■ **REQUIREMENTS**
How many lines of the material below contain the string "green"? Case matters, and your reply should be only the number.

■ **INFORMATION SHOWN**
━━━━━━━━

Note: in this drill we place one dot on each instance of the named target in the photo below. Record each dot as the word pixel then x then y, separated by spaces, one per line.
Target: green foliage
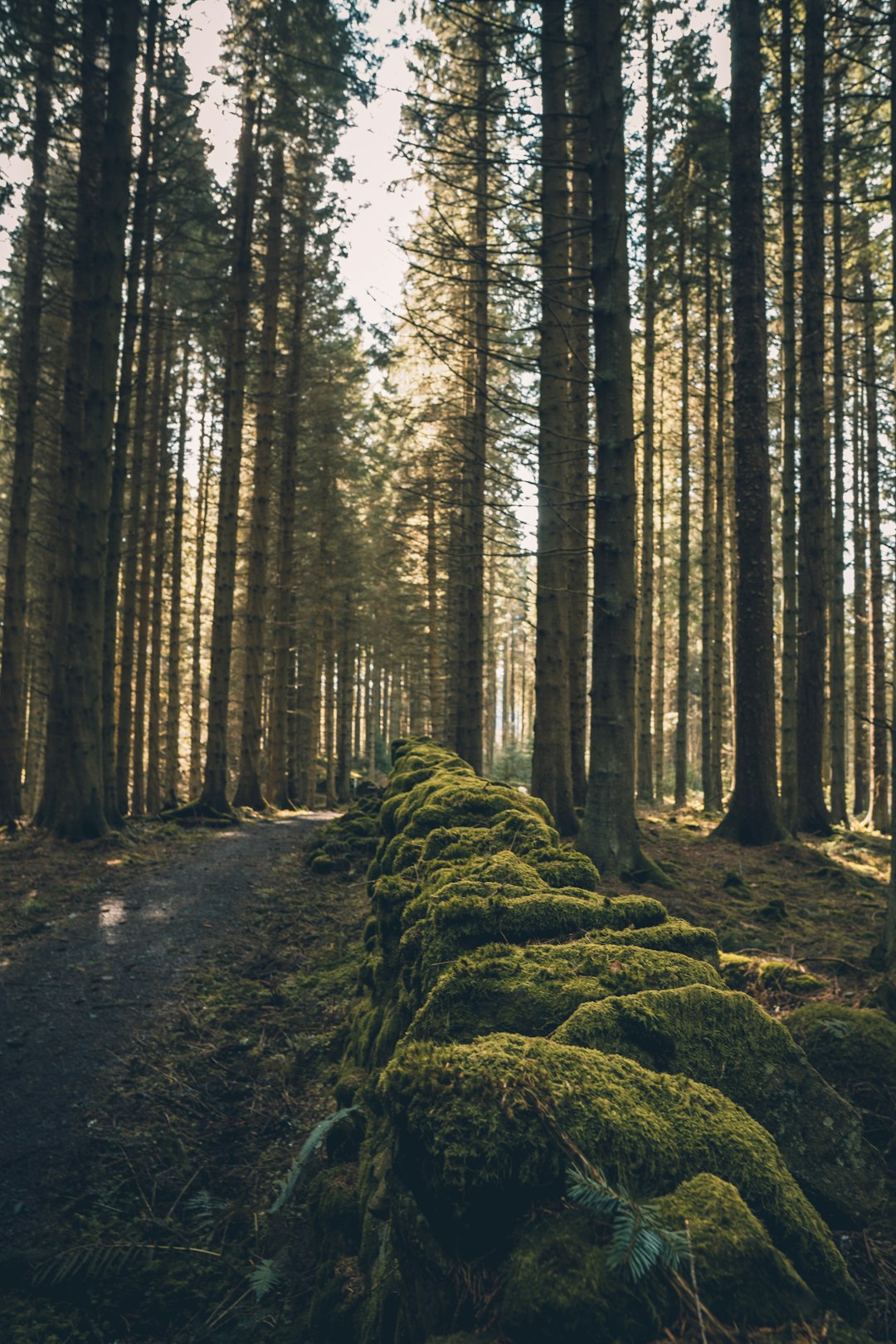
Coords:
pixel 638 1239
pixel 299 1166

━━━━━━━━

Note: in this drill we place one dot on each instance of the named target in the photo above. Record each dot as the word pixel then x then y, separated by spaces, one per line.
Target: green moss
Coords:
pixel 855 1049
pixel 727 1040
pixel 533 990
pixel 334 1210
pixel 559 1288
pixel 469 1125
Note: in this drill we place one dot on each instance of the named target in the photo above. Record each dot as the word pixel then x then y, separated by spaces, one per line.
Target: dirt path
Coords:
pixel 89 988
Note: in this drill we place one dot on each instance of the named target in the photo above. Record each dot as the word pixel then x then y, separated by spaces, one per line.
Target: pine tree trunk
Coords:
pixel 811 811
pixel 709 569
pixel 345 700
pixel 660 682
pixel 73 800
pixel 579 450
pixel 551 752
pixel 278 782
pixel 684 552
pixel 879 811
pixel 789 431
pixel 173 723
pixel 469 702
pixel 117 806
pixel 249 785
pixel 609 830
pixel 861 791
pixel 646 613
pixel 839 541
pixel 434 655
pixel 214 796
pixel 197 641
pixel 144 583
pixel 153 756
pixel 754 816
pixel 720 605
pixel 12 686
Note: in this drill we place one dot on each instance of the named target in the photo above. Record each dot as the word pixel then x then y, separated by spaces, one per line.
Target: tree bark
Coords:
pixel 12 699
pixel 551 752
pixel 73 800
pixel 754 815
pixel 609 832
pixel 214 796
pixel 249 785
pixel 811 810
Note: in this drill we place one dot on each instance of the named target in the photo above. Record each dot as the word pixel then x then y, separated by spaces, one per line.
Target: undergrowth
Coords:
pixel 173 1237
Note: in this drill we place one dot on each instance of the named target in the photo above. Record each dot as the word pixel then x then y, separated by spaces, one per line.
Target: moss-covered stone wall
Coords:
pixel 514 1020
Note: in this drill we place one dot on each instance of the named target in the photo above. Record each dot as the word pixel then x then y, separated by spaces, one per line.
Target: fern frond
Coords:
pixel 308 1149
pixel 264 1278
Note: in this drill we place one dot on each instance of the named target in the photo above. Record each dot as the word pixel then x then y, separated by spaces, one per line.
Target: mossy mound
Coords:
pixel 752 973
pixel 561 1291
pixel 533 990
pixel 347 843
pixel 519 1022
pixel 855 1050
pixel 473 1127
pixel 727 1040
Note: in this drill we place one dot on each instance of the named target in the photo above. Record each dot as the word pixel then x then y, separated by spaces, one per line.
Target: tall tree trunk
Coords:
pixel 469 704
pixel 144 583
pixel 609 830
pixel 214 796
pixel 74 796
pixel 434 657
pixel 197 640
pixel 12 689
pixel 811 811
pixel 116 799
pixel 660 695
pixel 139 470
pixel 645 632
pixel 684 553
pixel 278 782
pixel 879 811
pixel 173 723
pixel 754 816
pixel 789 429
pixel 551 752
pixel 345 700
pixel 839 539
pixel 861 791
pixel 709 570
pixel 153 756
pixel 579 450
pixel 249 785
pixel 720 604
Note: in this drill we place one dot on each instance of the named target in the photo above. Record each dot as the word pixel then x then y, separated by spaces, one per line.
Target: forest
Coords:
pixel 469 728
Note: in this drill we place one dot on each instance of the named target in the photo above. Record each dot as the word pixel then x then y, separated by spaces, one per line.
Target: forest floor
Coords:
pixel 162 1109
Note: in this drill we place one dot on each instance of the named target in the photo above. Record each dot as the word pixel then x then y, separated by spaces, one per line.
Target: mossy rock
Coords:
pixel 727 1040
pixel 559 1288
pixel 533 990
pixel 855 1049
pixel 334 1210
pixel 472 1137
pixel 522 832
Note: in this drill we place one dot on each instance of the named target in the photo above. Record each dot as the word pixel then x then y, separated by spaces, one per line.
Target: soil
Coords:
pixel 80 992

━━━━━━━━

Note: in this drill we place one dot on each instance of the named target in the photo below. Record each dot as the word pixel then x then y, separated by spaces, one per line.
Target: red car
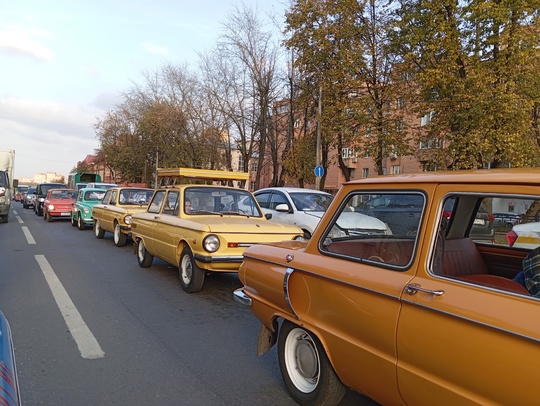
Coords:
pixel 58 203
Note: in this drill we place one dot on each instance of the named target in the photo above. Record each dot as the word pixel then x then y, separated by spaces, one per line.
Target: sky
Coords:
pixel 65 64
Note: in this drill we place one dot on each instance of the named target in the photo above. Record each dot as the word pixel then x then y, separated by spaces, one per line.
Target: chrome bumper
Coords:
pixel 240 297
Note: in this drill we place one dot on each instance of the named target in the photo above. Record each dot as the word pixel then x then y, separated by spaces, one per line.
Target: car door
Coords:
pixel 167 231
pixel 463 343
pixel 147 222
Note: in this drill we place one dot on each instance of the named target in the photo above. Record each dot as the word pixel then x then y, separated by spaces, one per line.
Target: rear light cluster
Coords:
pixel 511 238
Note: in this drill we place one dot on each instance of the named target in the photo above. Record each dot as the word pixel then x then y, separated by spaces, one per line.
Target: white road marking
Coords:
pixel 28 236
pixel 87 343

━━━━━━━━

■ **REPLY**
2